**SOURCE EXTRACT**
________

# She was a fatty, and on another lure I never used before.



## richg99 (May 20, 2018)

I went out for an evening of Pescador Pursuit tonight. I matched my normal results of five fish in two hours. One evening last week I took home 7, but most times it seems that 4 or 5 fish can be taken easily enough in the allotted time.

Tonight was a challenge, in that only one LM bass went for a Senko. Another hit a small unweighted swimbait. All of the rest were on a purple Creature Bait. I have NO idea how the Creature Bait even wound up in my tackle box. I did read an article on soft plastics the other day, and the Creature Bait was one of five that the guy mentioned. I probably found this one on a dock someplace.

Anyhow, without the usual Senko bite, I decided to Wacky Rig the CB. The first fish caught on it was the best of the night, and maybe my best of the season on this lake. Picture below. The other bass that hit the CB hit it when I was retrieving it slowly, as opposed to just shaking it in place. I rarely had fish chase the moving lure with the Senkos. 

I guess my hundreds of hard baits; spinner baits; spoons; rattletraps and weighted plastic touts can stay at home from now on, or at least until this wonder string is broken.

rich


----------



## LDUBS (May 21, 2018)

Nice report Rich, and nice LMB too. Had to be fun to catch.


----------



## DaleH (May 21, 2018)

Nice going Rich!


----------

________

**WHAT TO DO**
a - Decide whether each statement below agrees with the fishing thread above, answering yes or no and quoting the exact words of the thread that settle it: (i) Only one bass took the Senko that evening. (ii) The writer bought the Creature Bait after reading an article about soft plastics. (iii) The first fish caught on the Creature Bait was the best of the night.
b - Print the part of the fishing thread above starting with "I guess my hundreds" and going on through "LDUBS (May 21, 2018)".
The lines that come next are separate material and are not part of the fishing thread.

**INFORMATION SHOWN**
________

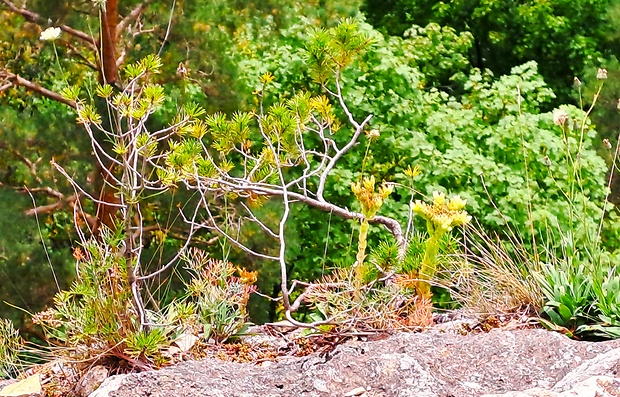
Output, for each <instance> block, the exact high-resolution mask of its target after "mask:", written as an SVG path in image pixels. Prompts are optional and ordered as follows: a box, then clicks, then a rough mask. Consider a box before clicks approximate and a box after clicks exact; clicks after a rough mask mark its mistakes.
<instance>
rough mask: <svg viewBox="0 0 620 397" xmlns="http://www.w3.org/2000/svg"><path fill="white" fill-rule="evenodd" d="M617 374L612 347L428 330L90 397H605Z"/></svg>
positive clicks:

________

**RESPONSES FOR EACH TASK**
a -
(i) Yes: "only one LM bass went for a Senko."
(ii) No: "I have NO idea how the Creature Bait even wound up in my tackle box."
(iii) Yes: "The first fish caught on it was the best of the night"

b -
I guess my hundreds of hard baits; spinner baits; spoons; rattletraps and weighted plastic touts can stay at home from now on, or at least until this wonder string is broken.

rich


----------



## LDUBS (May 21, 2018)